**Description of the task:**
Print the listing below verbatim, starting at its first line and continuing through the line containing "point(487, 418)", and stop there.

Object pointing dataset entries
+ + + + +

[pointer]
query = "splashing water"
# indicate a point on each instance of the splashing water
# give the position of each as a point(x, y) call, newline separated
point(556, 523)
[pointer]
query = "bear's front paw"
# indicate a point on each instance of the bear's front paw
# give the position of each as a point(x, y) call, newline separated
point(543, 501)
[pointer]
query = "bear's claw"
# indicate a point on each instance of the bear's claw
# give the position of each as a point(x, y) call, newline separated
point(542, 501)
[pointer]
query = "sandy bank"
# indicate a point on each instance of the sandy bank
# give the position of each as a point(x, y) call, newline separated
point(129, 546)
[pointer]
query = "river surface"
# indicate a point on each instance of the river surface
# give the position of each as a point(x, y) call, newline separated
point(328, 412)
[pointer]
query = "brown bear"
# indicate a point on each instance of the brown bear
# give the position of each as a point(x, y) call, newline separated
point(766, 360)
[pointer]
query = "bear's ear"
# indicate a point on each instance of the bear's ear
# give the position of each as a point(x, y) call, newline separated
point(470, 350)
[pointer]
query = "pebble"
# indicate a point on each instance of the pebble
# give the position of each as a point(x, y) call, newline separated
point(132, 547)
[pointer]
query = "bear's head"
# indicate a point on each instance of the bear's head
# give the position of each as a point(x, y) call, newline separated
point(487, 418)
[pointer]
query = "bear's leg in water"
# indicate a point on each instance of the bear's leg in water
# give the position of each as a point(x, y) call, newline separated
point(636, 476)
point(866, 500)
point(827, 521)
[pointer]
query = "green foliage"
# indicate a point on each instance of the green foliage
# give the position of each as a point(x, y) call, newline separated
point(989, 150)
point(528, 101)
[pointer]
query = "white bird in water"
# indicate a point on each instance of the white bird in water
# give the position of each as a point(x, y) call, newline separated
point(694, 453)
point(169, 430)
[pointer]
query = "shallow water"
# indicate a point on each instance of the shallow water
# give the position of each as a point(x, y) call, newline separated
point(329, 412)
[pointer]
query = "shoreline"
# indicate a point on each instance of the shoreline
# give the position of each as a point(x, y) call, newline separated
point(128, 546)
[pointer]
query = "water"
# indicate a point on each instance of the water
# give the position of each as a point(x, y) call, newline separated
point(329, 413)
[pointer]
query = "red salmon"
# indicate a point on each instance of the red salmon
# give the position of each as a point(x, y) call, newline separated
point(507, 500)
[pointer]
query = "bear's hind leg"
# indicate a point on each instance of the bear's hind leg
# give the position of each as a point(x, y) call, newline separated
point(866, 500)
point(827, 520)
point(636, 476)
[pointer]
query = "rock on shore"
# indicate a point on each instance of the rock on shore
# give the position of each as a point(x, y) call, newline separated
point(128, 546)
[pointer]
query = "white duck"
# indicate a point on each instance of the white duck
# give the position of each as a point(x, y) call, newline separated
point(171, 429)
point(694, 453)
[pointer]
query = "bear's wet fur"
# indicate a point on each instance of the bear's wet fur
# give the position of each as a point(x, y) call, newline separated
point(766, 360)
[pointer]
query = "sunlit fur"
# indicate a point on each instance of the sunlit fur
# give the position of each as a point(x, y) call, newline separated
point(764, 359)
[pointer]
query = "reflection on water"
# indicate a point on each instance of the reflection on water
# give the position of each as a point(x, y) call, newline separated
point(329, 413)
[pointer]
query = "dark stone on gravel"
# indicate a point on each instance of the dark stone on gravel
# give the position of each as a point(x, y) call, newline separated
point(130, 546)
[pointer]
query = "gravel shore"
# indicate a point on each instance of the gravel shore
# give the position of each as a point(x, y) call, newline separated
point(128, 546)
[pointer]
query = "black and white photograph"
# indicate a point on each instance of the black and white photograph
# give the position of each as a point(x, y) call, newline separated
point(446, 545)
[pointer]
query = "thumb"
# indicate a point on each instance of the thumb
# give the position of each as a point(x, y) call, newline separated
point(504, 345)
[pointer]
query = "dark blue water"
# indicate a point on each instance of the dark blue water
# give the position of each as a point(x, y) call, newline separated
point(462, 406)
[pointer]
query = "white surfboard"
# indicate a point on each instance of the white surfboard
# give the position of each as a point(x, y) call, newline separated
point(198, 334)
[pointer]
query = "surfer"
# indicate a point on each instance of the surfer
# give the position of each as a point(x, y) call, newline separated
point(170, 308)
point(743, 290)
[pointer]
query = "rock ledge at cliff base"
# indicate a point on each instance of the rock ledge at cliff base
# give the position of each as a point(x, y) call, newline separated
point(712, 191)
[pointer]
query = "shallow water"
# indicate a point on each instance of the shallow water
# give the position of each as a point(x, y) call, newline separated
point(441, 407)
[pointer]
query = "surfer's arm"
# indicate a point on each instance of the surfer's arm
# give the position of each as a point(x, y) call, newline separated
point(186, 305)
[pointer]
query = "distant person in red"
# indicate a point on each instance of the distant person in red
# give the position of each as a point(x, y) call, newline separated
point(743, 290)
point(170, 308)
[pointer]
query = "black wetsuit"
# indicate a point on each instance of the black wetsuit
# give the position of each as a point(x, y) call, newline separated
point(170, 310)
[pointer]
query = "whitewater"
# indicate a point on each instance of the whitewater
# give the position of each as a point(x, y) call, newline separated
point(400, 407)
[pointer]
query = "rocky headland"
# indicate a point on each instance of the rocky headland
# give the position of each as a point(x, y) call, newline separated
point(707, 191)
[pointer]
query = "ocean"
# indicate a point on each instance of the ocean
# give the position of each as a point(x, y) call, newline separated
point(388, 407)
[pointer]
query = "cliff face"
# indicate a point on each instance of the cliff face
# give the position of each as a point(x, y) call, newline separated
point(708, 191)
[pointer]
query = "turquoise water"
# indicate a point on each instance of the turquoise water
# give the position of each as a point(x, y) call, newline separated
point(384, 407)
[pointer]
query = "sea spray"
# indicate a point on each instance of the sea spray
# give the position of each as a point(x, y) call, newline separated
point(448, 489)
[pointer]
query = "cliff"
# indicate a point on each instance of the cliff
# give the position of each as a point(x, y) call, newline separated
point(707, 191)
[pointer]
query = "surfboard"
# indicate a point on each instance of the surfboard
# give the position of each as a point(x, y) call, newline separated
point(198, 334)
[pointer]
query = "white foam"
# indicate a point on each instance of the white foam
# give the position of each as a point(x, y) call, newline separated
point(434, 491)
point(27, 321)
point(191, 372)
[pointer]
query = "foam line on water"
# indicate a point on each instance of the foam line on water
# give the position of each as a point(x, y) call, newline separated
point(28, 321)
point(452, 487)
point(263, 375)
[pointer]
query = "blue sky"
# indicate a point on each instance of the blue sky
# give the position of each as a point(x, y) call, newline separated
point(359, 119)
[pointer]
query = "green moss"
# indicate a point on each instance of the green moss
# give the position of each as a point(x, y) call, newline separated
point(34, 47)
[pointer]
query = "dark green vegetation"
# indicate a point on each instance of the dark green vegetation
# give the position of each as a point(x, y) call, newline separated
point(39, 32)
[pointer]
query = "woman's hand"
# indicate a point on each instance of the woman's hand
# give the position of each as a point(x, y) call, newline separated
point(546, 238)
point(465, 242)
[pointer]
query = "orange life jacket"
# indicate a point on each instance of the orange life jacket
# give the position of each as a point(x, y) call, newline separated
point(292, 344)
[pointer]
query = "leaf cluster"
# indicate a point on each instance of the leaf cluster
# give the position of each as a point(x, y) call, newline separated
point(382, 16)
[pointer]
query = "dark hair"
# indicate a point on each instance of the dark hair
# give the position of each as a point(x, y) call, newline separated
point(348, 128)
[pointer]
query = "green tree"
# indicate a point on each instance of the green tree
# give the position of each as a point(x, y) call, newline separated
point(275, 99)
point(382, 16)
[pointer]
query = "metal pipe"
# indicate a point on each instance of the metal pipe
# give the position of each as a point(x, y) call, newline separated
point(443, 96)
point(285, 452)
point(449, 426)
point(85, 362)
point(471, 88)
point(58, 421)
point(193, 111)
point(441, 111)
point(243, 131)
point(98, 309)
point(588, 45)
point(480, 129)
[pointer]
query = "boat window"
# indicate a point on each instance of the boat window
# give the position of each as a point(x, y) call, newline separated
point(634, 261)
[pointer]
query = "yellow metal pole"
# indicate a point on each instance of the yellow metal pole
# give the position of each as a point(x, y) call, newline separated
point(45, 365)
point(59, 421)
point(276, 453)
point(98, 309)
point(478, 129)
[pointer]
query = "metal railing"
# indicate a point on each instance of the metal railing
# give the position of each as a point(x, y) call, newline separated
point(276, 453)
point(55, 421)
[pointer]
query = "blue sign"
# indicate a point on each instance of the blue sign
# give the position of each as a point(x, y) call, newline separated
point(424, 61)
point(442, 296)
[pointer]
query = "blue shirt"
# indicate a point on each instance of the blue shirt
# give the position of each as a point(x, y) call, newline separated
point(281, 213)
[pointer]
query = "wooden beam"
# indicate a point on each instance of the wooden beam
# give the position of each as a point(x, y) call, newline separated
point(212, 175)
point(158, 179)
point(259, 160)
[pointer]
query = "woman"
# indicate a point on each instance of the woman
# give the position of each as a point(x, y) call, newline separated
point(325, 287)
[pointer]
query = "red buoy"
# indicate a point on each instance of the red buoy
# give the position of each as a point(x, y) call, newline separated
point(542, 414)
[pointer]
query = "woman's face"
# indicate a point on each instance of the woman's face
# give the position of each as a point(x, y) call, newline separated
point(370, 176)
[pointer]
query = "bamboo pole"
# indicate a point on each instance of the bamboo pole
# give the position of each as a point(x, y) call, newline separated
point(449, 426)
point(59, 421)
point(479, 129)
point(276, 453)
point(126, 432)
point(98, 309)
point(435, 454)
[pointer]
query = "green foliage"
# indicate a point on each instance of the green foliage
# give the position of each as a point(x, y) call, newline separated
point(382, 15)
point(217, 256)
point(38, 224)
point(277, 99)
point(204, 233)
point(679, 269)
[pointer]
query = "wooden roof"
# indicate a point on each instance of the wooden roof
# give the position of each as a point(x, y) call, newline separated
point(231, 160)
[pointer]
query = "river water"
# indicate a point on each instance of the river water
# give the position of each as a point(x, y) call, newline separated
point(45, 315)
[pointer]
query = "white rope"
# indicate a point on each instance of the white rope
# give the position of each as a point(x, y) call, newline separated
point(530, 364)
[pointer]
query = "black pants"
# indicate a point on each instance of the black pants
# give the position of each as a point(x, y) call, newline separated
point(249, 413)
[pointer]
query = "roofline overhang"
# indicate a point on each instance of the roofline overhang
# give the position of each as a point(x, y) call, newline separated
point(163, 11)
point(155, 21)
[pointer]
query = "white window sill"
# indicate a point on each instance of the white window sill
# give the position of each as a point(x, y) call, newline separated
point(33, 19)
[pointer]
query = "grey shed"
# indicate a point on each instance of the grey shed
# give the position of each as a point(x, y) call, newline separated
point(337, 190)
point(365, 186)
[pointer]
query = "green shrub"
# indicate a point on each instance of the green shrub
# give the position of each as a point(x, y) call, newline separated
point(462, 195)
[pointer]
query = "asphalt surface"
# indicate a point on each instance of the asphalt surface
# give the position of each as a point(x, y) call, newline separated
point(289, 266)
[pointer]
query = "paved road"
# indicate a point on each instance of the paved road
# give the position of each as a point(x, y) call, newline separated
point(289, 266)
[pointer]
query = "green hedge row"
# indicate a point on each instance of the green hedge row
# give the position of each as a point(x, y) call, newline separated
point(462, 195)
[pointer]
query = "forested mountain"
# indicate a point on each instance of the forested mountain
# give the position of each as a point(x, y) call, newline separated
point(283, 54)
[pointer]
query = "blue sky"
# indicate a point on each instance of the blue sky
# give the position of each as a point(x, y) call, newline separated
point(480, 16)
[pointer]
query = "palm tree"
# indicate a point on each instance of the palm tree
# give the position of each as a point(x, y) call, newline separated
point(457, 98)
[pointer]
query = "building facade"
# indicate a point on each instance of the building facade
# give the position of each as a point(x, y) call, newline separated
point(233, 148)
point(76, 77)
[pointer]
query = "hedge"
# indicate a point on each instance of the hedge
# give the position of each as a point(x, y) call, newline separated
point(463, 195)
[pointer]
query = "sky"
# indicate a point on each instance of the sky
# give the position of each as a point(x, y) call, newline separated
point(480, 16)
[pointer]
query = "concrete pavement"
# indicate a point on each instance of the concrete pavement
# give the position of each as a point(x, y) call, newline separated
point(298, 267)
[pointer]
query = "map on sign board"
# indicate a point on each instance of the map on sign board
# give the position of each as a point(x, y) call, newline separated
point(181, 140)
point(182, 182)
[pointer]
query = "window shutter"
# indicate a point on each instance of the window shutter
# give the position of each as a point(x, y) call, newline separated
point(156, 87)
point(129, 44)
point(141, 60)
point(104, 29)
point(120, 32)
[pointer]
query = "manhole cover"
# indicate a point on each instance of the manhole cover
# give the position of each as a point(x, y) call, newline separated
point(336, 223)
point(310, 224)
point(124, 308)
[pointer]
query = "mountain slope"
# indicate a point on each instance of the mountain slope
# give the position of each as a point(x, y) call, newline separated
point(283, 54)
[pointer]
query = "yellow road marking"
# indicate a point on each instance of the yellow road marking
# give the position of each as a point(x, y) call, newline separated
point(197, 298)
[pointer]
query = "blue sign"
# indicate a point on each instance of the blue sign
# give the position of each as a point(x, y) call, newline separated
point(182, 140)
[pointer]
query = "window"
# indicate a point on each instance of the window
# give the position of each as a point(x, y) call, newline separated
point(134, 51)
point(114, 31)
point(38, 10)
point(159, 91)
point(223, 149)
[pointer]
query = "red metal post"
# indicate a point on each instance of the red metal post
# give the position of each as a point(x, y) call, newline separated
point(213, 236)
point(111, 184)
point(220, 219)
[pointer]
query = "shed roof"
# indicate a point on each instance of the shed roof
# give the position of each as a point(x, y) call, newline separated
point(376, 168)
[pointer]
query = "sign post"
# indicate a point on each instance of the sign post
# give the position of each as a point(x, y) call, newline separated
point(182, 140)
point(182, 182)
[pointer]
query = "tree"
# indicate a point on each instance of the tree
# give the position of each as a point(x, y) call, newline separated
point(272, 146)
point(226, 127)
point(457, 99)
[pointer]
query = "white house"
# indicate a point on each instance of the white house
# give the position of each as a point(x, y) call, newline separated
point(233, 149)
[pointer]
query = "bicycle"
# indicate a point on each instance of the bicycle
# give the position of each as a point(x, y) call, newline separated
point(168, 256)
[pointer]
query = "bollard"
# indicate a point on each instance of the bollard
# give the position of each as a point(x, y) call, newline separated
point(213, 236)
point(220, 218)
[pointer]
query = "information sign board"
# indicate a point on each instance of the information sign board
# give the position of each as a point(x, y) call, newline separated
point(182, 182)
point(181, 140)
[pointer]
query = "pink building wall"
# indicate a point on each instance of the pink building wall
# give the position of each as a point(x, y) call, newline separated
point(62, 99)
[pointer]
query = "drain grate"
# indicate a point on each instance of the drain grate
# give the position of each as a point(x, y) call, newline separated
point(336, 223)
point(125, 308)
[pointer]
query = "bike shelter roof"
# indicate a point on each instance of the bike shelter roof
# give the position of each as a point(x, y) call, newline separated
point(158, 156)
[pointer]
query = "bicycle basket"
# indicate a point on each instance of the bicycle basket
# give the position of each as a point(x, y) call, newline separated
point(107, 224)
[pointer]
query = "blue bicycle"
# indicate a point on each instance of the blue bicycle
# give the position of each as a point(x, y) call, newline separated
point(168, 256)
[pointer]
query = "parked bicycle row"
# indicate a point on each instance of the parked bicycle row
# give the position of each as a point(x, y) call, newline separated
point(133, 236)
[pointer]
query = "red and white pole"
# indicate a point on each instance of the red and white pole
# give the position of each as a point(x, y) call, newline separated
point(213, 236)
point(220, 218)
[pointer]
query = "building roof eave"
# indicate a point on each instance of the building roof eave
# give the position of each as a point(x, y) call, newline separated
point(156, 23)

+ + + + +

**Correct answer:**
[pointer]
query = "splashing water"
# indicate a point on each instance of the splashing water
# give the position of each as a point(x, y) call, newline separated
point(556, 523)
[pointer]
query = "bear's front paw"
# indicate a point on each instance of the bear's front paw
# give the position of each as a point(x, y) call, newline separated
point(543, 501)
[pointer]
query = "bear's claw"
# indicate a point on each instance of the bear's claw
# give the position of each as a point(x, y) call, newline separated
point(542, 501)
[pointer]
query = "sandy bank"
# indicate a point on each instance of the sandy bank
# give the position of each as a point(x, y) call, newline separated
point(129, 546)
[pointer]
query = "river surface"
# indicate a point on each instance of the river surface
# give the position of each as a point(x, y) call, newline separated
point(328, 412)
[pointer]
query = "brown bear"
# indicate a point on each instance of the brown bear
# give the position of each as a point(x, y) call, newline separated
point(766, 360)
[pointer]
query = "bear's ear"
# indicate a point on each instance of the bear's ear
# give the position of each as a point(x, y) call, newline separated
point(470, 350)
[pointer]
query = "pebble"
# indicate a point on each instance of the pebble
# give the position of each as a point(x, y) call, newline separated
point(132, 547)
[pointer]
query = "bear's head"
# indicate a point on each instance of the bear's head
# give the position of each as a point(x, y) call, newline separated
point(487, 418)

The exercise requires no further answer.